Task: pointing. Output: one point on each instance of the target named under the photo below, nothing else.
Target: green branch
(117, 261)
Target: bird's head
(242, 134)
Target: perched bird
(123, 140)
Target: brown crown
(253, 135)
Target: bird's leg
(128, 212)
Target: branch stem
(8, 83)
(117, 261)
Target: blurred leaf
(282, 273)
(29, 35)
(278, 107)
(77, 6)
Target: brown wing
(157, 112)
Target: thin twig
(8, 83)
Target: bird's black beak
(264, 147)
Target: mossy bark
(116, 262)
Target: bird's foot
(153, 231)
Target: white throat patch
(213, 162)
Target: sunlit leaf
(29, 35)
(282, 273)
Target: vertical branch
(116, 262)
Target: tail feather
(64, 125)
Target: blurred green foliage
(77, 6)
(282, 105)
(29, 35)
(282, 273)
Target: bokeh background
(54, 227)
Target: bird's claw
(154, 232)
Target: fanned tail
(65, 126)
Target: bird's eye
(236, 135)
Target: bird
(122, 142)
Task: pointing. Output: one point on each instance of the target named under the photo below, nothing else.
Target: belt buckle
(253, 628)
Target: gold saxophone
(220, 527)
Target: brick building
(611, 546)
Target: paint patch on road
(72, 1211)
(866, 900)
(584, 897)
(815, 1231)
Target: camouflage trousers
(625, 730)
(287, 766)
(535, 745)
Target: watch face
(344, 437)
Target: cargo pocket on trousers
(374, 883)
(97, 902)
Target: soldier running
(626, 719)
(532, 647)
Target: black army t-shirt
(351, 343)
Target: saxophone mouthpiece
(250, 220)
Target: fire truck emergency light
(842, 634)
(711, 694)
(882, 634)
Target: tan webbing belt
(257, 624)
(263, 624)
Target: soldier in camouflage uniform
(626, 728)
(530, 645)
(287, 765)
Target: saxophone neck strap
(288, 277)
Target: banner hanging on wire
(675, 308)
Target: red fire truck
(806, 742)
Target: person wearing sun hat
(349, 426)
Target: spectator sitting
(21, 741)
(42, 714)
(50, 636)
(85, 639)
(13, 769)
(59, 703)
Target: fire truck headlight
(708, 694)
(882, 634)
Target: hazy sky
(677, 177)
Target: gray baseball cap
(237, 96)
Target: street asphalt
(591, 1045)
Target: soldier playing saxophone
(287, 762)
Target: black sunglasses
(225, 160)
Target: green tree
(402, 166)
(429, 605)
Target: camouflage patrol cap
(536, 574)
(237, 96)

________________

Retype exactly the lines from the one containing "Target: fire truck emergency light" through the last line of the records above, including both.

Target: fire truck emergency light
(842, 634)
(711, 694)
(882, 634)
Target: tan webbing belt
(257, 624)
(263, 624)
Target: soldier in camouflage uniform
(626, 728)
(530, 645)
(287, 765)
Target: saxophone neck strap
(288, 277)
Target: banner hanging on wire
(675, 308)
Target: red fire truck
(806, 742)
Target: person wearing sun hat
(349, 426)
Target: spectator sitting
(21, 741)
(42, 714)
(50, 636)
(85, 639)
(13, 769)
(59, 703)
Target: fire truck headlight
(708, 694)
(882, 634)
Target: hazy sky
(677, 177)
Target: gray baseball cap
(237, 96)
Target: street asphalt
(591, 1045)
Target: soldier playing saxophone
(287, 762)
Target: black sunglasses
(225, 160)
Target: green tree
(402, 166)
(429, 605)
Target: camouflage patrol cap
(536, 574)
(237, 96)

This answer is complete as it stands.